### [Input data]
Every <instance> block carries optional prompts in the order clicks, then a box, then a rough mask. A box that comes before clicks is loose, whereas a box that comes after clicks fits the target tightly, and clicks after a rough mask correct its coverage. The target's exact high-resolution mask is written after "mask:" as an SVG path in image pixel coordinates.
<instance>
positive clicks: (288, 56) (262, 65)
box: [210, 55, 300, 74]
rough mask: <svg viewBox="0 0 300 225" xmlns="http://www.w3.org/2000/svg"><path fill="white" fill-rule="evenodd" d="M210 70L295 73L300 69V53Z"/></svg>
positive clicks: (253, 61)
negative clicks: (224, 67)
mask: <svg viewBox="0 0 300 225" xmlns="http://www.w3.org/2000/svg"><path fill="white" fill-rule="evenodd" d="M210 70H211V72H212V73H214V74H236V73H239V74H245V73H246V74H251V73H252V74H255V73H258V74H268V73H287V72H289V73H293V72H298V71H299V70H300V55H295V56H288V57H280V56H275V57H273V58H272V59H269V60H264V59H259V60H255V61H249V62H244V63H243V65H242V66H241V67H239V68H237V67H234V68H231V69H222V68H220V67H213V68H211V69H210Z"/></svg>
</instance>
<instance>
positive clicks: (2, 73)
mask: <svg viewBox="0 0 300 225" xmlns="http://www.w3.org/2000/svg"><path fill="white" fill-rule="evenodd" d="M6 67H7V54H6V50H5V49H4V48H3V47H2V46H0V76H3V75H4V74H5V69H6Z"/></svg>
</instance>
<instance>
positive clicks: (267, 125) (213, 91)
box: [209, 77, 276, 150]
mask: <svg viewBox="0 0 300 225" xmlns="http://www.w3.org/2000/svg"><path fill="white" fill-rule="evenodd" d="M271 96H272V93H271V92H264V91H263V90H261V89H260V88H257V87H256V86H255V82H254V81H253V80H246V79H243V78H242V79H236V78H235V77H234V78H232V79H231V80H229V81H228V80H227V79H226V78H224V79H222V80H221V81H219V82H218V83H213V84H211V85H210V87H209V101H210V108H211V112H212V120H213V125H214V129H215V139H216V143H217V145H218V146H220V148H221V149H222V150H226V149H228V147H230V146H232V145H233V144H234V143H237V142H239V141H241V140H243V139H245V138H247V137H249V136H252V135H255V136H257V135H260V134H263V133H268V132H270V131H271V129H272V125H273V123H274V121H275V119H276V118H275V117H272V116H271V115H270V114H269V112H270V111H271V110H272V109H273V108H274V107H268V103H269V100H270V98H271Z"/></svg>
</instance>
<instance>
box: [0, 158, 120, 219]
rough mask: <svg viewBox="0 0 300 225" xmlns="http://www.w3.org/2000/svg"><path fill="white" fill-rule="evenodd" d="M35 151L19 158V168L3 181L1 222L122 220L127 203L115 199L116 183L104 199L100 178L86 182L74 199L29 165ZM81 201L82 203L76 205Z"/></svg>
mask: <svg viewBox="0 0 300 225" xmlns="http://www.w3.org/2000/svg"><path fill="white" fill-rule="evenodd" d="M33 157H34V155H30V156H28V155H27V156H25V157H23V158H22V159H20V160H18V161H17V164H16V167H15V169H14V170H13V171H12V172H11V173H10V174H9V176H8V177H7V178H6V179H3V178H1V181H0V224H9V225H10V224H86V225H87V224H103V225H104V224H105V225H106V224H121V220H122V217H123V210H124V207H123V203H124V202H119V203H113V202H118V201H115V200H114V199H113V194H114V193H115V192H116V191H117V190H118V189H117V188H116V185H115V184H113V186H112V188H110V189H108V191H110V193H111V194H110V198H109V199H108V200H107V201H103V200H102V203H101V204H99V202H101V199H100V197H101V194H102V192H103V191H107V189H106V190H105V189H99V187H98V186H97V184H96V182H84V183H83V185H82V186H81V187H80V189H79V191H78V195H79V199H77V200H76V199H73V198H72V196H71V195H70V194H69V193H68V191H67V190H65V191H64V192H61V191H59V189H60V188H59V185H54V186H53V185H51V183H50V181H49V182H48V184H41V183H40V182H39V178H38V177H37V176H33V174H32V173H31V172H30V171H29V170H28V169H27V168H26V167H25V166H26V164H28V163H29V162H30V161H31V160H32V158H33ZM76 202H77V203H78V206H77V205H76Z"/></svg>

### [Task description]
Give the material again, complete and unaltered.

### [Answer to this exercise]
Every <instance> block carries optional prompts in the order clicks, then a box, then a rough mask. A box that comes before clicks is loose, whereas a box that comes after clicks fits the target tightly, and clicks after a rough mask correct its coverage. The target's exact high-resolution mask is written after "mask:" as an SVG path in image pixel coordinates.
<instance>
positive clicks: (288, 56) (262, 65)
box: [210, 55, 300, 74]
rough mask: <svg viewBox="0 0 300 225" xmlns="http://www.w3.org/2000/svg"><path fill="white" fill-rule="evenodd" d="M210 70L295 73L300 69V53Z"/></svg>
positive clicks: (253, 61)
negative clicks: (224, 67)
mask: <svg viewBox="0 0 300 225" xmlns="http://www.w3.org/2000/svg"><path fill="white" fill-rule="evenodd" d="M210 70H211V72H212V73H214V74H236V73H239V74H245V73H246V74H251V73H252V74H255V73H258V74H268V73H287V72H289V73H293V72H298V71H299V70H300V55H295V56H288V57H280V56H275V57H273V58H272V59H269V60H264V59H259V60H255V61H249V62H244V63H243V65H242V66H241V67H239V68H237V67H234V68H231V69H222V68H220V67H213V68H211V69H210Z"/></svg>
</instance>
<instance>
positive clicks: (2, 73)
mask: <svg viewBox="0 0 300 225" xmlns="http://www.w3.org/2000/svg"><path fill="white" fill-rule="evenodd" d="M6 67H7V54H6V50H5V49H4V48H3V47H2V46H0V76H3V75H4V74H5V69H6Z"/></svg>
</instance>
<instance>
positive clicks: (267, 125) (213, 91)
box: [209, 77, 276, 150]
mask: <svg viewBox="0 0 300 225" xmlns="http://www.w3.org/2000/svg"><path fill="white" fill-rule="evenodd" d="M271 96H272V93H271V92H264V91H263V90H261V89H260V88H257V87H256V86H255V82H254V81H253V80H246V79H243V78H242V79H236V78H235V77H234V78H232V79H231V80H229V81H228V80H227V79H226V78H224V79H222V80H221V81H219V82H218V83H213V84H211V85H210V87H209V101H210V108H211V112H212V120H213V125H214V129H215V139H216V143H217V145H218V146H220V148H221V149H222V150H226V149H228V147H230V146H232V145H233V144H234V143H237V142H239V141H241V140H243V139H245V138H247V137H249V136H252V135H255V136H257V135H260V134H263V133H268V132H270V131H271V129H272V125H273V123H274V121H275V119H276V118H275V117H272V116H271V115H270V114H269V112H270V111H271V110H272V109H273V108H274V107H268V103H269V100H270V98H271Z"/></svg>
</instance>
<instance>
box: [0, 158, 120, 219]
rough mask: <svg viewBox="0 0 300 225" xmlns="http://www.w3.org/2000/svg"><path fill="white" fill-rule="evenodd" d="M35 151L19 158V168L3 181L1 222L122 220L127 203L115 199L116 183L104 199L100 178L86 182L74 199L29 165ZM81 201L82 203L76 205Z"/></svg>
mask: <svg viewBox="0 0 300 225" xmlns="http://www.w3.org/2000/svg"><path fill="white" fill-rule="evenodd" d="M33 157H34V155H30V156H28V155H27V156H25V157H23V158H22V159H20V160H18V161H17V164H16V167H15V169H14V170H13V171H12V172H11V173H10V174H9V176H8V177H7V178H6V179H3V178H1V181H0V224H9V225H10V224H86V225H87V224H103V225H104V224H105V225H106V224H121V220H122V217H123V210H124V207H123V203H124V202H119V203H113V202H118V201H115V200H114V199H113V194H114V193H115V192H116V191H117V190H118V189H117V188H116V185H115V184H113V186H112V188H110V189H108V191H110V193H111V194H110V198H109V199H108V200H107V201H103V200H102V203H101V204H99V202H101V199H100V197H101V194H102V192H103V191H107V189H106V190H105V189H99V187H98V186H97V184H96V182H84V183H83V185H82V186H81V187H80V189H79V191H78V195H79V199H77V200H76V199H73V198H72V196H71V195H70V194H69V193H68V191H67V190H65V191H64V192H61V191H59V189H60V188H59V185H54V186H53V185H51V183H50V181H49V182H48V184H41V183H40V182H39V178H38V177H37V176H33V174H32V173H31V172H30V171H29V170H28V169H27V168H26V167H25V166H26V164H28V163H29V162H30V161H31V160H32V158H33ZM76 202H77V203H78V206H77V205H76Z"/></svg>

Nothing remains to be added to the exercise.